[Task requirements]
Show every line of the data that contains the string "shutter".

== Data provided ==

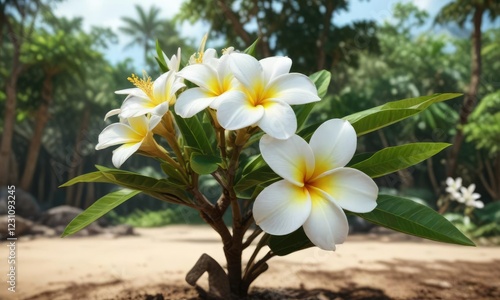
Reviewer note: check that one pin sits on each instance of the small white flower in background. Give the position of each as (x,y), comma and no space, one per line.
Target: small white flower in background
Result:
(453,187)
(316,185)
(267,90)
(469,197)
(215,83)
(133,134)
(150,97)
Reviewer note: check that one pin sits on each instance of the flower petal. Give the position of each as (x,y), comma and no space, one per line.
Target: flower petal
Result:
(237,113)
(226,97)
(246,69)
(122,153)
(279,120)
(133,92)
(281,208)
(333,144)
(193,101)
(327,223)
(202,75)
(294,88)
(111,113)
(115,134)
(350,188)
(162,87)
(275,66)
(292,159)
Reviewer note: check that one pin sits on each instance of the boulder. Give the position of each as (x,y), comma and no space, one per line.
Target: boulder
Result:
(26,205)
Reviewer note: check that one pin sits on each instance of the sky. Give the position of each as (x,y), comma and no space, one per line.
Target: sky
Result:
(107,13)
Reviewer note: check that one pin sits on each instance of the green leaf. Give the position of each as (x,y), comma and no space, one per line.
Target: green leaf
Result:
(251,49)
(392,159)
(102,206)
(380,119)
(412,218)
(384,115)
(204,164)
(285,244)
(194,134)
(321,79)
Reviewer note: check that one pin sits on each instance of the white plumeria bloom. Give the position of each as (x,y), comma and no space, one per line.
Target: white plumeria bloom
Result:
(133,134)
(316,185)
(469,197)
(267,91)
(150,97)
(215,83)
(453,187)
(173,63)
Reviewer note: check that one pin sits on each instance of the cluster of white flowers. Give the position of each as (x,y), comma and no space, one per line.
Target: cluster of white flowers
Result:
(244,92)
(462,194)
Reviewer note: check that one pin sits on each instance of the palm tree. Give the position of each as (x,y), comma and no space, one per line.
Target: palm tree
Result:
(461,11)
(143,29)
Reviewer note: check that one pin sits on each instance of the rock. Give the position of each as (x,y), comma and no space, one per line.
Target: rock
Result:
(59,216)
(26,205)
(22,226)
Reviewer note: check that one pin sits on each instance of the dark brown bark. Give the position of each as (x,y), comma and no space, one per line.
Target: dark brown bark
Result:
(42,116)
(73,193)
(471,95)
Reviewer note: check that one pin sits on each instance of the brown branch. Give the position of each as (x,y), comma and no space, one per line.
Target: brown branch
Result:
(252,237)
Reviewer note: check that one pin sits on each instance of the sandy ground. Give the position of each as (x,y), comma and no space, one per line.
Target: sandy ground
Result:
(156,261)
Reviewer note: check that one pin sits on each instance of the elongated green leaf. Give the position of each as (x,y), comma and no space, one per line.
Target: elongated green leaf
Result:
(384,115)
(321,80)
(194,134)
(380,119)
(160,59)
(204,164)
(392,159)
(102,206)
(89,177)
(412,218)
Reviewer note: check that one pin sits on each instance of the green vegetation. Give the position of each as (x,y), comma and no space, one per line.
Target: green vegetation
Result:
(55,86)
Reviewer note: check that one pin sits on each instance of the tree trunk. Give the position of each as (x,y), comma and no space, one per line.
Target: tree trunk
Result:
(42,117)
(77,160)
(470,97)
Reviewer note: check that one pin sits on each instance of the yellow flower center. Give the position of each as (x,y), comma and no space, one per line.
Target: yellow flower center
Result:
(145,84)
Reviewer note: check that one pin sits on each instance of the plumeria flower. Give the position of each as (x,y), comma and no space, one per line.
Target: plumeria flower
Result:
(150,97)
(133,134)
(267,90)
(469,197)
(173,63)
(315,187)
(453,187)
(215,84)
(203,56)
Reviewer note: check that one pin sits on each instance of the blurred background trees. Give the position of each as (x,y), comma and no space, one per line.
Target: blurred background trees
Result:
(56,84)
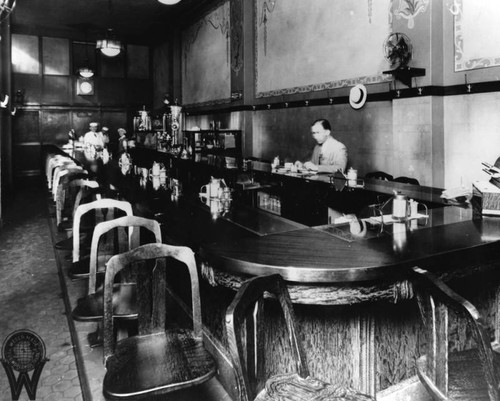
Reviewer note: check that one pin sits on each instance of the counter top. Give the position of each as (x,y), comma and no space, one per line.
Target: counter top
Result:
(250,241)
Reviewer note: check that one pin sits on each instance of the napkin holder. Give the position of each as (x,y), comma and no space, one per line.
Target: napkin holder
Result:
(486,198)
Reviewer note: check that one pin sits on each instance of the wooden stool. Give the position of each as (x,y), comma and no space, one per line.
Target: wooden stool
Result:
(158,360)
(90,307)
(243,313)
(472,374)
(80,266)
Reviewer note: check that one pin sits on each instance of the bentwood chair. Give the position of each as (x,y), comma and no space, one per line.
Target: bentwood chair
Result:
(158,360)
(90,307)
(243,314)
(80,267)
(472,374)
(83,188)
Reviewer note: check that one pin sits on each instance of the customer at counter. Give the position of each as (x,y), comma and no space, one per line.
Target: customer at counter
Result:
(122,141)
(329,155)
(93,137)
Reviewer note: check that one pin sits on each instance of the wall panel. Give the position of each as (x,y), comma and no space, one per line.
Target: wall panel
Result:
(56,90)
(25,127)
(54,126)
(30,85)
(25,54)
(137,62)
(112,67)
(55,56)
(27,159)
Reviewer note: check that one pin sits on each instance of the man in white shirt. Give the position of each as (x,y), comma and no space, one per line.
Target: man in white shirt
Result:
(93,137)
(329,155)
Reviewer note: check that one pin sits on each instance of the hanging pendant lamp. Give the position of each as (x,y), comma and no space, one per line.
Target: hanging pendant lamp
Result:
(85,71)
(109,46)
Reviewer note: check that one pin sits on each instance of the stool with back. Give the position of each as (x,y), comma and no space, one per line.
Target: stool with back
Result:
(242,324)
(159,360)
(108,207)
(90,307)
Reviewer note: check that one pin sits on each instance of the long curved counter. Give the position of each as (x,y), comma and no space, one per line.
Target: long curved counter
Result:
(351,285)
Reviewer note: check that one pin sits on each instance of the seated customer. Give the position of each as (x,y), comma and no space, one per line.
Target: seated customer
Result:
(122,140)
(329,155)
(93,137)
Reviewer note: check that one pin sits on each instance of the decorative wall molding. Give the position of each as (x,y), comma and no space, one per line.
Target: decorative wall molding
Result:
(267,35)
(236,35)
(476,48)
(267,8)
(409,9)
(206,58)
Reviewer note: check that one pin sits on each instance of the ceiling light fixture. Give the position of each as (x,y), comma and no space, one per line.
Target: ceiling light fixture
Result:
(85,71)
(109,46)
(6,7)
(169,2)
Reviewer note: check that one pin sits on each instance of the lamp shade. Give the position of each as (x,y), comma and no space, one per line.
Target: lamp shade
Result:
(169,2)
(85,72)
(109,47)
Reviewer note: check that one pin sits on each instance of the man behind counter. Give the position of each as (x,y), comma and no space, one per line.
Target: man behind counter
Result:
(329,155)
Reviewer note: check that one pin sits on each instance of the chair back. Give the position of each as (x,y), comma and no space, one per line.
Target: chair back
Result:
(435,299)
(84,186)
(243,312)
(133,223)
(99,204)
(151,308)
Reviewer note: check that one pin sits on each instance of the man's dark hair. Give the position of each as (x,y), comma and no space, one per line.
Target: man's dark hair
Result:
(324,123)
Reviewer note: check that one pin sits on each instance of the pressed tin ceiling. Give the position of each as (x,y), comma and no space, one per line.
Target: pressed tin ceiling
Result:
(134,21)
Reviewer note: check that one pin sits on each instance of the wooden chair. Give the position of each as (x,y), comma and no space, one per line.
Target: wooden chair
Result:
(60,171)
(472,374)
(158,360)
(83,188)
(80,267)
(243,313)
(90,307)
(52,162)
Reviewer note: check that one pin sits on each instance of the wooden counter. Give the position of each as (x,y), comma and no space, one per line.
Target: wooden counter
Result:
(351,288)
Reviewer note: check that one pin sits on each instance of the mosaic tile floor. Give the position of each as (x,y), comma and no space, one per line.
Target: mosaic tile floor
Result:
(30,294)
(33,295)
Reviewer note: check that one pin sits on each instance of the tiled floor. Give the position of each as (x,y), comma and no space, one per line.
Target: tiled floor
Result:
(33,296)
(30,294)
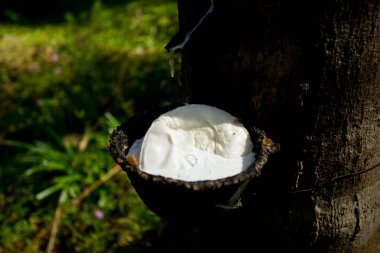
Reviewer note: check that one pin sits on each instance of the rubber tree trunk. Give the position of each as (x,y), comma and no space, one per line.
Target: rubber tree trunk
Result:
(308,73)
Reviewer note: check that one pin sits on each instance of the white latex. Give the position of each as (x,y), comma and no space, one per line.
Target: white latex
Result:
(194,142)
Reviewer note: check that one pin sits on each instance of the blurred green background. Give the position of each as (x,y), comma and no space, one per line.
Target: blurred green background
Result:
(70,72)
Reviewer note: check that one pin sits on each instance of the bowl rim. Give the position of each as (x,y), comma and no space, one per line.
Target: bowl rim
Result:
(125,134)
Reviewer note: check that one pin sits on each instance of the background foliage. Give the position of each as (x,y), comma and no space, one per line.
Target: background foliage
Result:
(70,72)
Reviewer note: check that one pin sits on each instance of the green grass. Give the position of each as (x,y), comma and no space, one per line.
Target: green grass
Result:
(63,89)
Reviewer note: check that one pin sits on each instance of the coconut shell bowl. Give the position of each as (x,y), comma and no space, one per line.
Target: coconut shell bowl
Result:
(179,200)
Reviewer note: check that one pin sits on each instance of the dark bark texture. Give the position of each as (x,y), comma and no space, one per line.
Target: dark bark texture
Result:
(308,73)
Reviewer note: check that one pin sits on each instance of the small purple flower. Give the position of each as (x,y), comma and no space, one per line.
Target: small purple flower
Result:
(57,71)
(98,214)
(54,57)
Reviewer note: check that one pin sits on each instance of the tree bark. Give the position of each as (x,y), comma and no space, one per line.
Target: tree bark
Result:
(308,73)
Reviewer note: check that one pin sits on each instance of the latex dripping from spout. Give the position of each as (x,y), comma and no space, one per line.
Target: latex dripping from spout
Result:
(179,41)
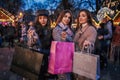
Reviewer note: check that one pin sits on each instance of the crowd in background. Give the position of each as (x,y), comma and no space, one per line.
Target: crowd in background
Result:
(38,34)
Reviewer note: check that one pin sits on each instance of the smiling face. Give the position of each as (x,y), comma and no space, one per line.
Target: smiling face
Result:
(66,18)
(43,20)
(83,17)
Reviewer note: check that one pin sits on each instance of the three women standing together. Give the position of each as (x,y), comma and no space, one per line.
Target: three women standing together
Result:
(85,34)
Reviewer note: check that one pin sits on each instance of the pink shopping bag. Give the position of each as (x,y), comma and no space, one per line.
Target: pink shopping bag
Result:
(61,57)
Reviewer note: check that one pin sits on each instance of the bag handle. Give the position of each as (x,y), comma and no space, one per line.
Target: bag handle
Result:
(87,49)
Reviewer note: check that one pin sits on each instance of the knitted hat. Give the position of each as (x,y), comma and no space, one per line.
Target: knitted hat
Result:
(42,12)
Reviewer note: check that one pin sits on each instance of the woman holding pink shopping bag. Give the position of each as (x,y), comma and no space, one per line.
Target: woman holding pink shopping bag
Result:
(85,37)
(63,32)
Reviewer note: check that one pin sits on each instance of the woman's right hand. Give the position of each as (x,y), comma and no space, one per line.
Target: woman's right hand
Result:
(63,35)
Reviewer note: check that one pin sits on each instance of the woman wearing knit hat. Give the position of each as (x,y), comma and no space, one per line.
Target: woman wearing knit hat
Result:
(43,29)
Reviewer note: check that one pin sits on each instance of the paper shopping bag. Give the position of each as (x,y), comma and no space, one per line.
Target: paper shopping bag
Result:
(61,57)
(87,65)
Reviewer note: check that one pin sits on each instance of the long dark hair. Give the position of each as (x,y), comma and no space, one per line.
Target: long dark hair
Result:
(59,19)
(89,17)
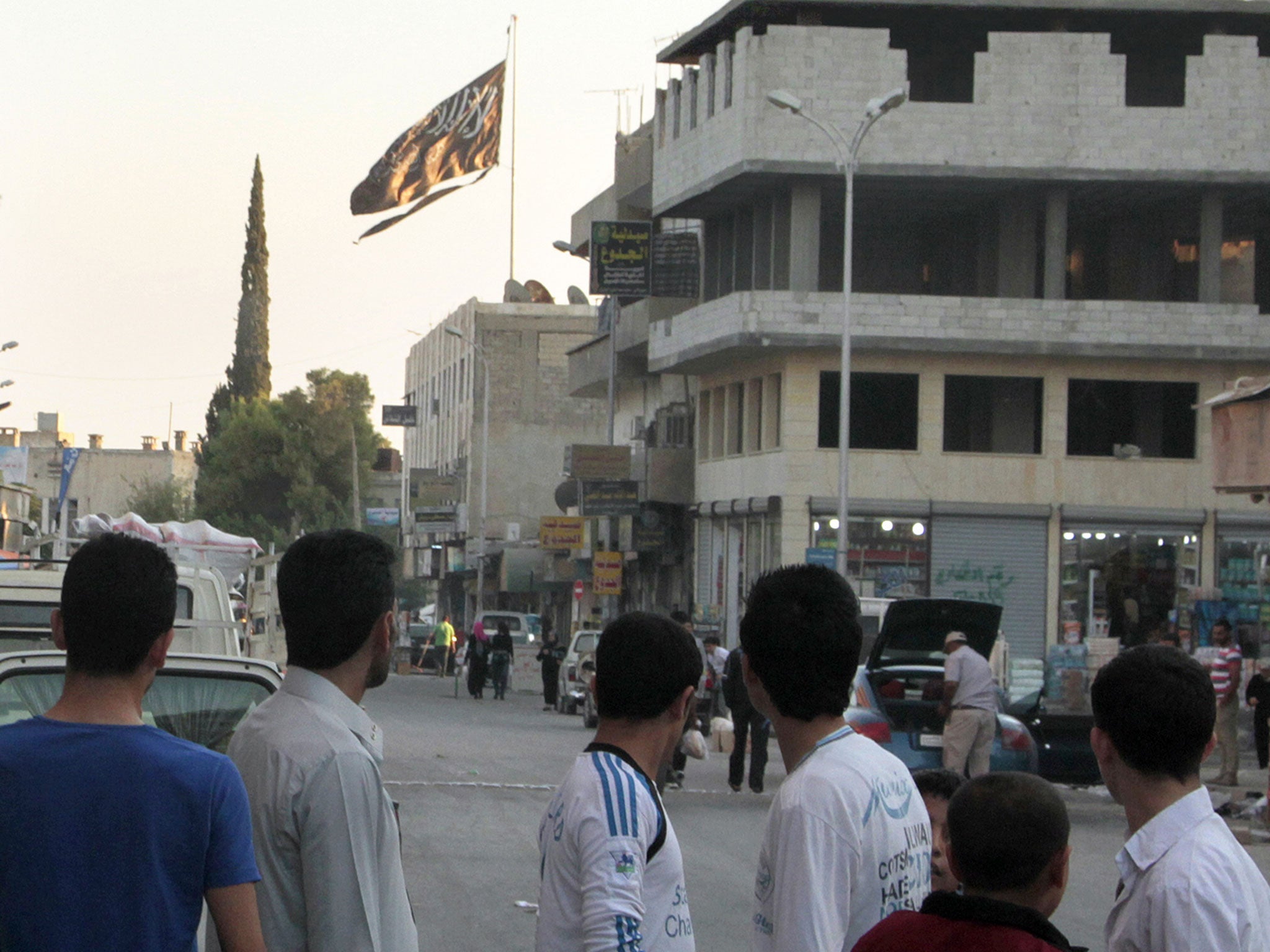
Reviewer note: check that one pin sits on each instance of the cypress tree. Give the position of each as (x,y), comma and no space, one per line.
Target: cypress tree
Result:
(248,376)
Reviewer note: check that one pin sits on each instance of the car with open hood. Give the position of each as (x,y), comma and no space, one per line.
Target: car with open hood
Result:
(900,685)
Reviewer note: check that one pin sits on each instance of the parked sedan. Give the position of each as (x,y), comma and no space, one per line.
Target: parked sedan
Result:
(900,685)
(1062,741)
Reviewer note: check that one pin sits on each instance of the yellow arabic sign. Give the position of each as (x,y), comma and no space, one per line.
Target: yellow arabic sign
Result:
(606,573)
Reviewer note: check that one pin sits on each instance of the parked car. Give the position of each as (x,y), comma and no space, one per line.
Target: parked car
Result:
(1064,751)
(525,628)
(205,624)
(900,685)
(569,695)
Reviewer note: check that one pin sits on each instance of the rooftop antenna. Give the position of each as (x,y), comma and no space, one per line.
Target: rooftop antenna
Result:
(620,95)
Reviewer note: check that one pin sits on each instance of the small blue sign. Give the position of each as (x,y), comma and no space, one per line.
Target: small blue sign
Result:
(828,558)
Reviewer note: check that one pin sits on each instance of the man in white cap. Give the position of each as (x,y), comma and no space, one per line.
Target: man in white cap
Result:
(969,707)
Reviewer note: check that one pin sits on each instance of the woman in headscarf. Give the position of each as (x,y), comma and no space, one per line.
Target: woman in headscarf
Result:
(550,655)
(478,662)
(500,660)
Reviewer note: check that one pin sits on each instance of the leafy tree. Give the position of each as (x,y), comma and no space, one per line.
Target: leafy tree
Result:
(163,500)
(249,375)
(283,466)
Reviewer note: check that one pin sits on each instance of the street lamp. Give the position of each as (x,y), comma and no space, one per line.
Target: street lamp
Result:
(484,462)
(848,156)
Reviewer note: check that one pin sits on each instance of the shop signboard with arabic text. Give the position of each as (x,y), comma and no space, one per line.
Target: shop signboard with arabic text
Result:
(621,258)
(606,574)
(562,532)
(610,498)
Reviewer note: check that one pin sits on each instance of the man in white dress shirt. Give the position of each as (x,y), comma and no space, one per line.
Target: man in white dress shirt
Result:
(327,837)
(1185,883)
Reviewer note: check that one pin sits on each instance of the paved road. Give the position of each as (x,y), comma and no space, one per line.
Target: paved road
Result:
(473,780)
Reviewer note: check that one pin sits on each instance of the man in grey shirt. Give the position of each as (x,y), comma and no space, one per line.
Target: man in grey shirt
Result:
(969,707)
(327,837)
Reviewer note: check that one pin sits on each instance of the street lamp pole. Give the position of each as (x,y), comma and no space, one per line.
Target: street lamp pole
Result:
(484,464)
(848,152)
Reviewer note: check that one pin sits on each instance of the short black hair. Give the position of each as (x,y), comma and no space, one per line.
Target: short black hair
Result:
(936,782)
(1005,828)
(1158,707)
(643,663)
(118,598)
(802,635)
(332,588)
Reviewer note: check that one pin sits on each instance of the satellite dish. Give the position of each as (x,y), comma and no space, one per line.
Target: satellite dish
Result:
(516,294)
(539,294)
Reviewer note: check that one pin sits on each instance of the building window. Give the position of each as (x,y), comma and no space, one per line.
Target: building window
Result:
(773,412)
(729,48)
(737,419)
(1130,418)
(992,414)
(708,65)
(755,415)
(940,61)
(883,410)
(704,425)
(718,405)
(1155,66)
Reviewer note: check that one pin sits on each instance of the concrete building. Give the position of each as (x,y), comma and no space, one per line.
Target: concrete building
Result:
(1055,259)
(103,480)
(531,421)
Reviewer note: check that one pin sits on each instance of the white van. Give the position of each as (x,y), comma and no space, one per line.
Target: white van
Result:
(205,619)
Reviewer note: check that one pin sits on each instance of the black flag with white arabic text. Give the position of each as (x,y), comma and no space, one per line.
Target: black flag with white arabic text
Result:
(458,138)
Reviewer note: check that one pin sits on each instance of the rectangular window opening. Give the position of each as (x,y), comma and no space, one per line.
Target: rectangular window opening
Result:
(773,412)
(1130,418)
(992,414)
(883,410)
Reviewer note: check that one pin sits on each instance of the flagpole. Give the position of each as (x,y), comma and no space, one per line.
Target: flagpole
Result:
(516,69)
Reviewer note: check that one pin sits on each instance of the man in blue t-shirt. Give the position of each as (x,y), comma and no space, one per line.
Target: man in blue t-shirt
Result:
(113,833)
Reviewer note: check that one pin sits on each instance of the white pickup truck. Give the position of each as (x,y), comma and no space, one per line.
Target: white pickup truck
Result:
(205,620)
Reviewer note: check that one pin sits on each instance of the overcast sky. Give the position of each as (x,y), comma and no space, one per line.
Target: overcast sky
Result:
(127,135)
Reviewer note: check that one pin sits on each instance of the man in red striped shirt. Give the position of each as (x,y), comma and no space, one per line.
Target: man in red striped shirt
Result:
(1226,674)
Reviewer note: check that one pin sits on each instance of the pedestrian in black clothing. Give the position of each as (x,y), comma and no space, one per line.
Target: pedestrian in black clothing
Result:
(1258,696)
(500,660)
(745,721)
(550,655)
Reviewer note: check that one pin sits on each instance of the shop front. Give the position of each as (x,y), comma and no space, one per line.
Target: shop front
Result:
(997,553)
(1128,573)
(1244,575)
(737,541)
(888,544)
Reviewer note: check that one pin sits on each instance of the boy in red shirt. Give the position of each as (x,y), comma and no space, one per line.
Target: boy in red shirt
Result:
(1008,844)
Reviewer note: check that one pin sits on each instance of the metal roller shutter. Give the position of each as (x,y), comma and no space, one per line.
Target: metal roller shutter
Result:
(998,560)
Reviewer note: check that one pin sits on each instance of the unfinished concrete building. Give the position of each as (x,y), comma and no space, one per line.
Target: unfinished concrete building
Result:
(1054,259)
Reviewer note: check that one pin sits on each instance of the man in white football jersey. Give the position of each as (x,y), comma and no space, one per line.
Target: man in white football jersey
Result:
(611,868)
(849,839)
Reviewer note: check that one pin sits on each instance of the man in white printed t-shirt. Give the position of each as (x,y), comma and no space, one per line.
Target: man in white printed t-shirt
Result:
(611,868)
(849,839)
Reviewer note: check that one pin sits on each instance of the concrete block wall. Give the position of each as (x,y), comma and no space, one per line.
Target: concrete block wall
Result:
(1043,103)
(1143,329)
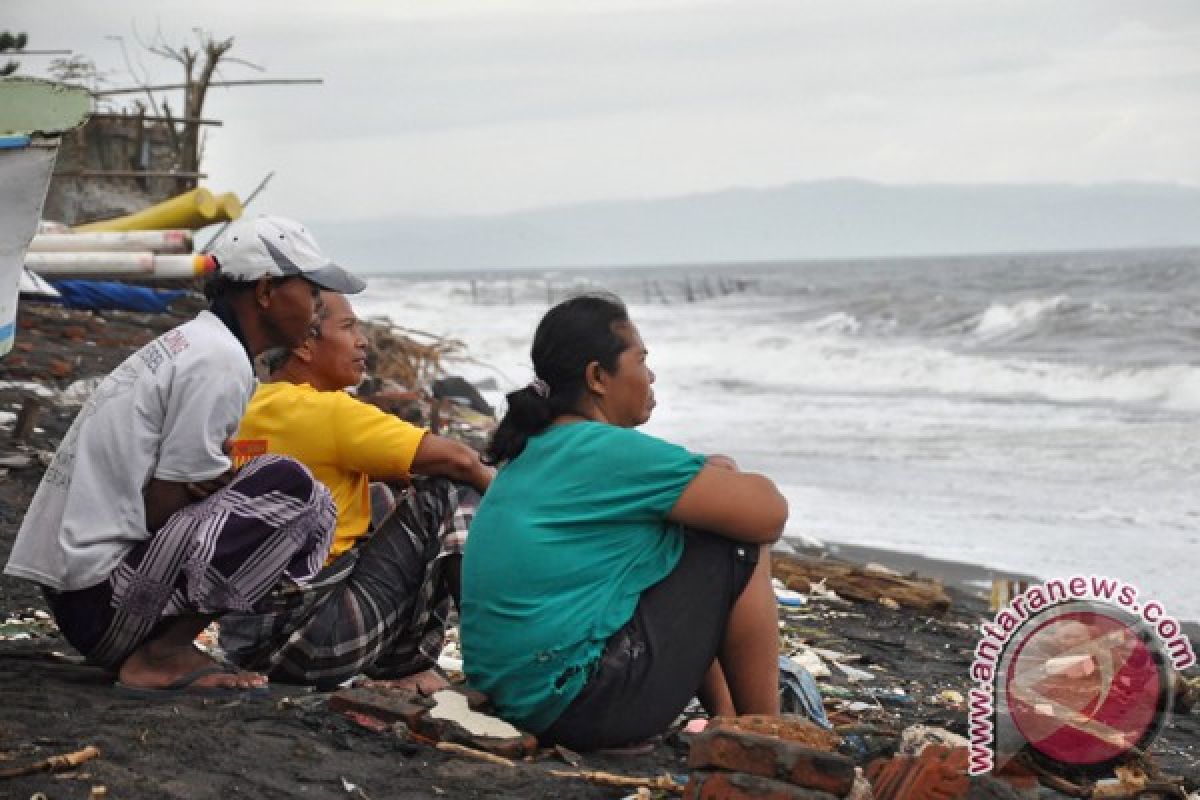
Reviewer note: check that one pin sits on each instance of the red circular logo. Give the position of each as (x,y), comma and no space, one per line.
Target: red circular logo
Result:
(1084,687)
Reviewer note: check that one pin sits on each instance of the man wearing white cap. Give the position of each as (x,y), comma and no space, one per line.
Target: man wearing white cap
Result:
(141,534)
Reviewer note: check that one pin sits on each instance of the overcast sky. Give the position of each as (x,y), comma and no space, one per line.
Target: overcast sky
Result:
(447,107)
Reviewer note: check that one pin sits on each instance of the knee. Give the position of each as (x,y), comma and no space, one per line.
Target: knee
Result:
(292,477)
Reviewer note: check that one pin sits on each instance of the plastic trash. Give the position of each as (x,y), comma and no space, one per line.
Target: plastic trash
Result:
(799,693)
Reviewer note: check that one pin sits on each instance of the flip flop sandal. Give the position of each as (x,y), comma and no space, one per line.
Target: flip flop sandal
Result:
(185,686)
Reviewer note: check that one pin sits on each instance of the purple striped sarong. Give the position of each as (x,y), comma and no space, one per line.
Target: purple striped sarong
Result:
(381,608)
(274,522)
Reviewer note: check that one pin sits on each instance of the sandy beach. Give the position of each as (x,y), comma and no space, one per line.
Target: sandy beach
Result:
(292,745)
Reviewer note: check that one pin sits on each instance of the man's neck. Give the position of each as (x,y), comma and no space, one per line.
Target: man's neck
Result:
(295,372)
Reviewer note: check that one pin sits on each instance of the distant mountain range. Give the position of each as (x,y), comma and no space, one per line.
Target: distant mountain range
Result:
(834,218)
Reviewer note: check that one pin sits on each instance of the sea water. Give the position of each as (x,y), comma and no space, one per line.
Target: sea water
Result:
(1026,413)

===

[Answer to the exercise]
Reviewer note: check that one pin sits on each instance of the metal roller shutter. Give the position of each as (x,y), comma and no space, one per line.
Target: metal roller shutter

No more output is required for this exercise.